INFORMATION SHOWN start

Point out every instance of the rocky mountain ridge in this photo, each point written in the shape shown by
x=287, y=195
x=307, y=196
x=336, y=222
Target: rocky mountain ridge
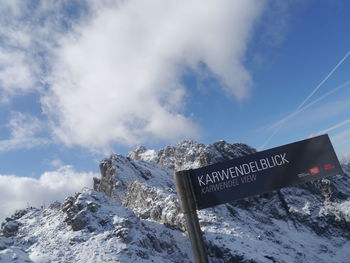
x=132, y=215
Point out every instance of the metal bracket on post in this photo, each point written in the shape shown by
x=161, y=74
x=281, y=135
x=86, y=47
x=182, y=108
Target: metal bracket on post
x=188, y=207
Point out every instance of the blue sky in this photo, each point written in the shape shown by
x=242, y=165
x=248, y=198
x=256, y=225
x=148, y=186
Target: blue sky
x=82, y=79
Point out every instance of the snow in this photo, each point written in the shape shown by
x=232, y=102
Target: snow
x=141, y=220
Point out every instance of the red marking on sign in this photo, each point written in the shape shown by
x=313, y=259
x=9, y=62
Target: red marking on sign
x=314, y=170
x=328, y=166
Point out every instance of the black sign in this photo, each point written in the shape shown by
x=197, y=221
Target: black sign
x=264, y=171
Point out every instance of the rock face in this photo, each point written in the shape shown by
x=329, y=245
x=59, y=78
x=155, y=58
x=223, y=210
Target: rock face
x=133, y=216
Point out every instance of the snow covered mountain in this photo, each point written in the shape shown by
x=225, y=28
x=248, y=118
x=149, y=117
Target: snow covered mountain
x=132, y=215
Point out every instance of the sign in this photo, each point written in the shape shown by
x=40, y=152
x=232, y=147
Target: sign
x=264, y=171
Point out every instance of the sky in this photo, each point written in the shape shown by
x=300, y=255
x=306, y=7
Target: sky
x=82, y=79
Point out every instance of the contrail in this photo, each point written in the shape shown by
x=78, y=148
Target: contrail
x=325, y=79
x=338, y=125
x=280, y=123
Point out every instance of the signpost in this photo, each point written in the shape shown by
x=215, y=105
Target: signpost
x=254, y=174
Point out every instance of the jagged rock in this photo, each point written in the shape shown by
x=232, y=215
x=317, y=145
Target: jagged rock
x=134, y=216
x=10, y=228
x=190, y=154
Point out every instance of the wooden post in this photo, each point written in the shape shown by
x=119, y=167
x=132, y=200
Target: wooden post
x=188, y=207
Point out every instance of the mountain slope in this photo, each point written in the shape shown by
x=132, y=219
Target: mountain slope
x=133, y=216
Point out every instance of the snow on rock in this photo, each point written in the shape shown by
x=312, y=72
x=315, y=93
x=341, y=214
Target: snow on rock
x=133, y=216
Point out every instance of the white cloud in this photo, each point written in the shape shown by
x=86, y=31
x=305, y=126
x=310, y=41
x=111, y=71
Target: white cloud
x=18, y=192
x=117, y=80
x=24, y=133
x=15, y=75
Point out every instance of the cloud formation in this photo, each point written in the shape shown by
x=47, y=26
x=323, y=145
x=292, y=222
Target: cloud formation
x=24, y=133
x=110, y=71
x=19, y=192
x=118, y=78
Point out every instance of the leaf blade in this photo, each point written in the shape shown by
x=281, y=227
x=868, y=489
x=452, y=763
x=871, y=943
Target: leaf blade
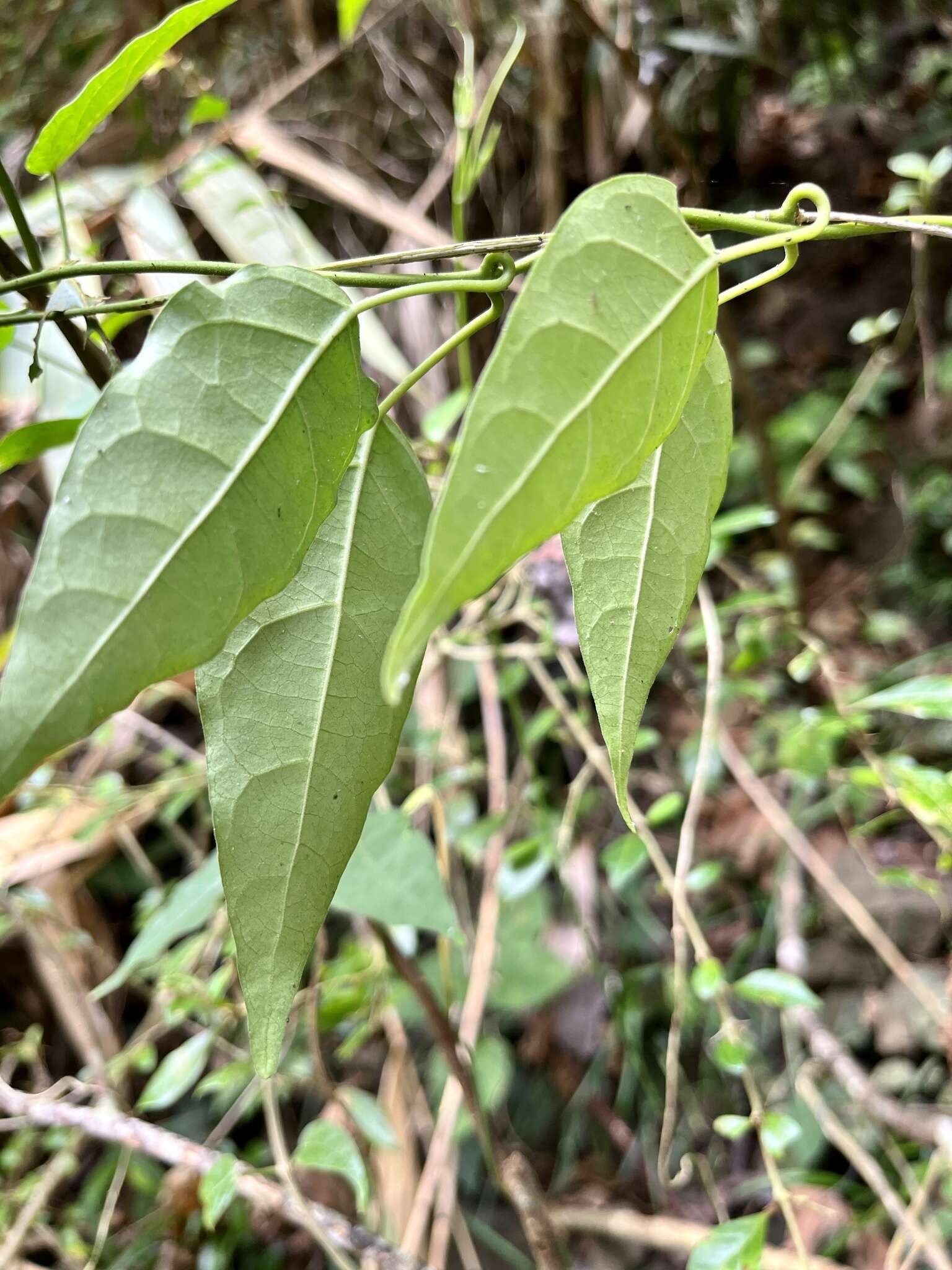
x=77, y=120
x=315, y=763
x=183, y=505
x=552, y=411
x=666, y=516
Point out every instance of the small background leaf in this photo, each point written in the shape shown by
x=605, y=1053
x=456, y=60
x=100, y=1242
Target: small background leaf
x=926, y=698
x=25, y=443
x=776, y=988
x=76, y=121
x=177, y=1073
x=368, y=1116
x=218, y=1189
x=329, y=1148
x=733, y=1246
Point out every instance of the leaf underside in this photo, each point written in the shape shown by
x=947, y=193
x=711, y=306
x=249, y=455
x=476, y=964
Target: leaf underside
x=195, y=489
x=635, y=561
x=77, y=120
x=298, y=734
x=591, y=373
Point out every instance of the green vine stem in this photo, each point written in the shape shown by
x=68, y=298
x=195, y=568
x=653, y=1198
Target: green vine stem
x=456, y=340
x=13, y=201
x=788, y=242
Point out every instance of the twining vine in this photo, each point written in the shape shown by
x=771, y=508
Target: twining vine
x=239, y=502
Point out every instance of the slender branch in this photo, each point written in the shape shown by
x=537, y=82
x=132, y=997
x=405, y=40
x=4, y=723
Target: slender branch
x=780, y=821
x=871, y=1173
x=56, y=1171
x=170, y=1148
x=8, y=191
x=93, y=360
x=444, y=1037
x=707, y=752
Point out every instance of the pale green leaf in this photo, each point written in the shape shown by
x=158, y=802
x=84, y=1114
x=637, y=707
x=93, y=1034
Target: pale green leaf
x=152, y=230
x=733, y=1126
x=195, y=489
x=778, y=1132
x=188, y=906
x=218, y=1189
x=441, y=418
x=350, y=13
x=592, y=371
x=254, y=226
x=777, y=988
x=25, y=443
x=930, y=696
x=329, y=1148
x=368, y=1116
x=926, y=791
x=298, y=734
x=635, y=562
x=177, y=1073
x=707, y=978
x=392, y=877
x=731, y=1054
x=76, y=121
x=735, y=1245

INFORMATION SHOWN end
INFORMATION SHOWN start

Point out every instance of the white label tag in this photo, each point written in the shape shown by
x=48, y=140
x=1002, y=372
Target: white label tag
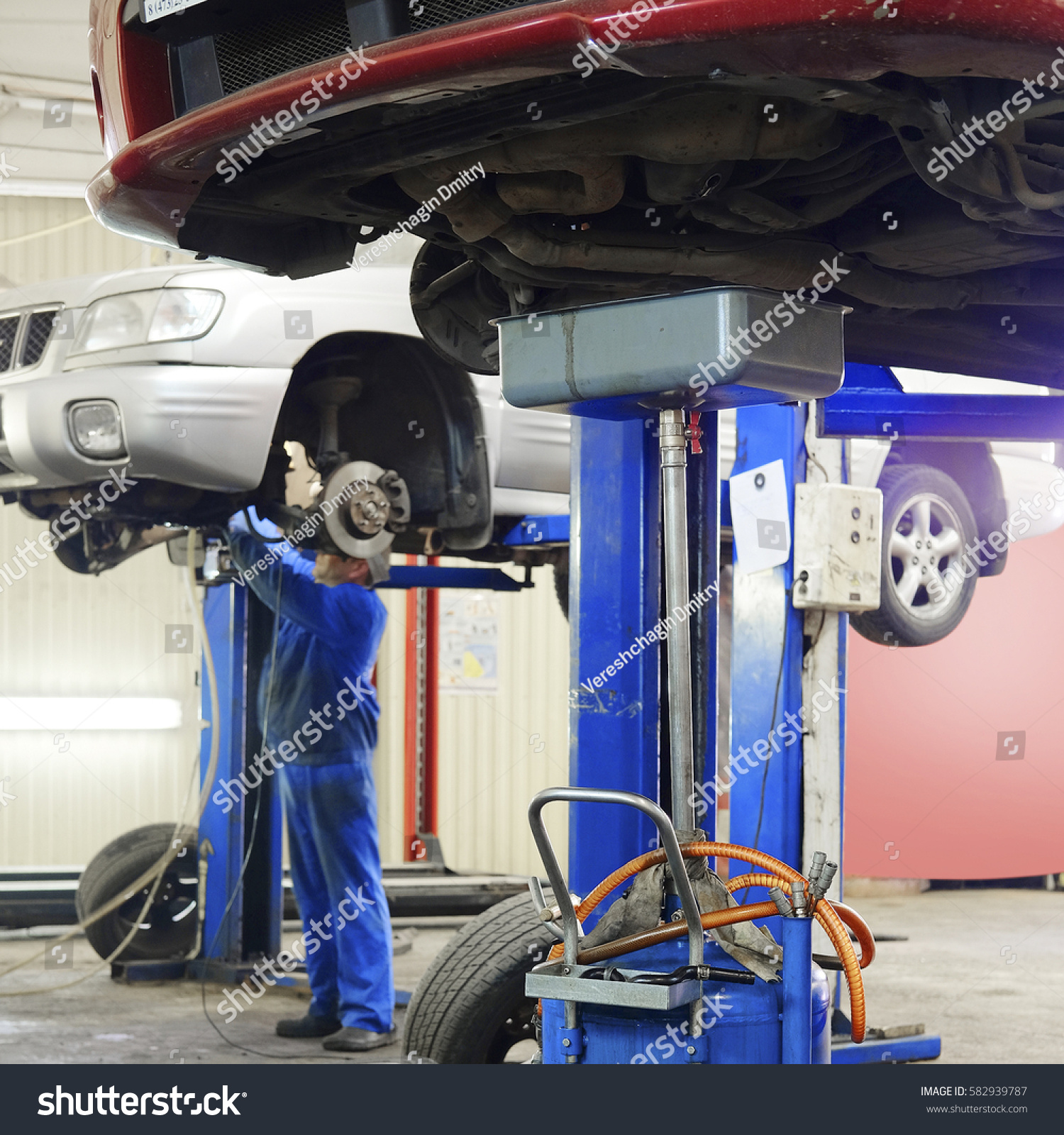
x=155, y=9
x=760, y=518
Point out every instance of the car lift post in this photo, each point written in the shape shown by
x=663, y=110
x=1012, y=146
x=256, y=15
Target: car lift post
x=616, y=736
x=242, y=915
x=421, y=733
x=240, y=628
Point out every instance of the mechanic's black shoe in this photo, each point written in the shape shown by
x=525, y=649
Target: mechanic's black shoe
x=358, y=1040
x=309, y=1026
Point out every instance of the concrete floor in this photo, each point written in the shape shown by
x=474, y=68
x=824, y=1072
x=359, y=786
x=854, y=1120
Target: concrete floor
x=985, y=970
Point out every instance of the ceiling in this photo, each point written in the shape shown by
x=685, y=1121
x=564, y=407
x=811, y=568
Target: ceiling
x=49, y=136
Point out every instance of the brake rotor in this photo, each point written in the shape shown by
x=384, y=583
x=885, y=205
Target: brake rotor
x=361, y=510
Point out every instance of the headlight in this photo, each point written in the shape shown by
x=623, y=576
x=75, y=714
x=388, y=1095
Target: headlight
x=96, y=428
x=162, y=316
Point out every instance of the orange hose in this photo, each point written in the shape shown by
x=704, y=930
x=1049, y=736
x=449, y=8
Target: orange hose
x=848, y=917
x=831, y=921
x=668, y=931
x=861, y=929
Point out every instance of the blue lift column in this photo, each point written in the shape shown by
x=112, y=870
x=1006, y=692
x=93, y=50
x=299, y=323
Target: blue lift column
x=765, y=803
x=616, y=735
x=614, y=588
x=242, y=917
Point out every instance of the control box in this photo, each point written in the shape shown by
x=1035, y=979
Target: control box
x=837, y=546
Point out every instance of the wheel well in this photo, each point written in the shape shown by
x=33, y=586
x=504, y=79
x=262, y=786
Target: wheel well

INFORMATION SHOWN end
INFORMATION SHOWN start

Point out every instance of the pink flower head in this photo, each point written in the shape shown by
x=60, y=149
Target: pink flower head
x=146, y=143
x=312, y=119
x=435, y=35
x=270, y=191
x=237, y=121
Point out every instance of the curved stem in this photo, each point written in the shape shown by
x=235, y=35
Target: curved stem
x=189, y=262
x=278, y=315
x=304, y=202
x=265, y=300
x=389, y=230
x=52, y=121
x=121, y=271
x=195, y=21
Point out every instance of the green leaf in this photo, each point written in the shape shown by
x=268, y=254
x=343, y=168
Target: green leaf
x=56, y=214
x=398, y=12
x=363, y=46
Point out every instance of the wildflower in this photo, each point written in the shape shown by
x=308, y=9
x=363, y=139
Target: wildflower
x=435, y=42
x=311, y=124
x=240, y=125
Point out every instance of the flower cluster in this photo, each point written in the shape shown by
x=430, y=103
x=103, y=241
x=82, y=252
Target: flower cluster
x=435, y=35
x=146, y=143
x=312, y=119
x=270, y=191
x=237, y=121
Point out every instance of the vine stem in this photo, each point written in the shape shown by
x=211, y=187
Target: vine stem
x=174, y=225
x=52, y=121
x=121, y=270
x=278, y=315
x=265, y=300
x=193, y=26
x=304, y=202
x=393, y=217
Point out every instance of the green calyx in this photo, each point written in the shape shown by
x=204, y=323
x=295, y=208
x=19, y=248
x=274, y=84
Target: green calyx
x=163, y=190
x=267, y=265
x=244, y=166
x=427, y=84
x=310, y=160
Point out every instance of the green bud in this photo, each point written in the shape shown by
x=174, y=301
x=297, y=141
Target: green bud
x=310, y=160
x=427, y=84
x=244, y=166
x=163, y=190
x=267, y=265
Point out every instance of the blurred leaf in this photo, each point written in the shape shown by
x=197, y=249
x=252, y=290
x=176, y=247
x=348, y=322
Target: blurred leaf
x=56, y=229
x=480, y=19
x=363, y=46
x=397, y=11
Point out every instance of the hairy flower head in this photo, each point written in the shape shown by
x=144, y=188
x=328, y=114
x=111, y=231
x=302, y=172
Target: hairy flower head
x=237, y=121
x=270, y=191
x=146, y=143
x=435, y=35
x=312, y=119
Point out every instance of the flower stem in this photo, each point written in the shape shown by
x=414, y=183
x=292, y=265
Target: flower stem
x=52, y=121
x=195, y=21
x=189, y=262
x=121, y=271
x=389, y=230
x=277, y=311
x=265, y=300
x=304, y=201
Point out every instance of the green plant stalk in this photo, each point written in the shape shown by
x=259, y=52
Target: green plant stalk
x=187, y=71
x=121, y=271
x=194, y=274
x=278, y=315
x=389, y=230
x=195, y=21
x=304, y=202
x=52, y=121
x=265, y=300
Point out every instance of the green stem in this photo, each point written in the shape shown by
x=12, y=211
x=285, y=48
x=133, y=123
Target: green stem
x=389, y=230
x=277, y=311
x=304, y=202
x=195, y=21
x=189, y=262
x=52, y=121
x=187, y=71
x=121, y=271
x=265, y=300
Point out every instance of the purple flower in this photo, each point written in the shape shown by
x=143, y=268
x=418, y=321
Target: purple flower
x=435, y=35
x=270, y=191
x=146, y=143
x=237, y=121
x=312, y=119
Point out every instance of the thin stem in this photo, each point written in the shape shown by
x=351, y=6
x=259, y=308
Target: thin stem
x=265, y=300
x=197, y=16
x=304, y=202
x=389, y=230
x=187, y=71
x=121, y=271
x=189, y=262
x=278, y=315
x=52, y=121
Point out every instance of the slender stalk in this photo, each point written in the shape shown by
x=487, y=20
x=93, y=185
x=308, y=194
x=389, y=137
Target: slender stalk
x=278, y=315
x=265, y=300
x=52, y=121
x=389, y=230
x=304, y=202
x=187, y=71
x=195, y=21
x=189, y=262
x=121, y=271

INFORMATION SHOWN end

Reproduce the material without alteration, starting at the line that contains "Point out every instance of the green bud" and ending after the line that contains "x=304, y=201".

Point out every instance of the green bud in this photo, each point written in the shape shown by
x=174, y=301
x=297, y=141
Target: green bud
x=310, y=160
x=427, y=84
x=244, y=166
x=163, y=190
x=267, y=265
Point out every instance of the blurred leaf in this photo, each point written in the shape shown by
x=197, y=249
x=252, y=290
x=176, y=247
x=348, y=322
Target: blurred leaf
x=56, y=229
x=480, y=19
x=363, y=46
x=397, y=11
Point out every instance of the hairy flower head in this photo, each point written in the shape shown by
x=144, y=188
x=328, y=114
x=111, y=231
x=302, y=172
Target: hairy flower head
x=237, y=121
x=270, y=191
x=146, y=143
x=435, y=35
x=312, y=119
Point out every instance of the flower stem in this photo, each point written in the shape shown by
x=414, y=183
x=292, y=265
Target: flower stem
x=52, y=121
x=195, y=21
x=189, y=262
x=121, y=271
x=389, y=230
x=277, y=311
x=265, y=300
x=304, y=201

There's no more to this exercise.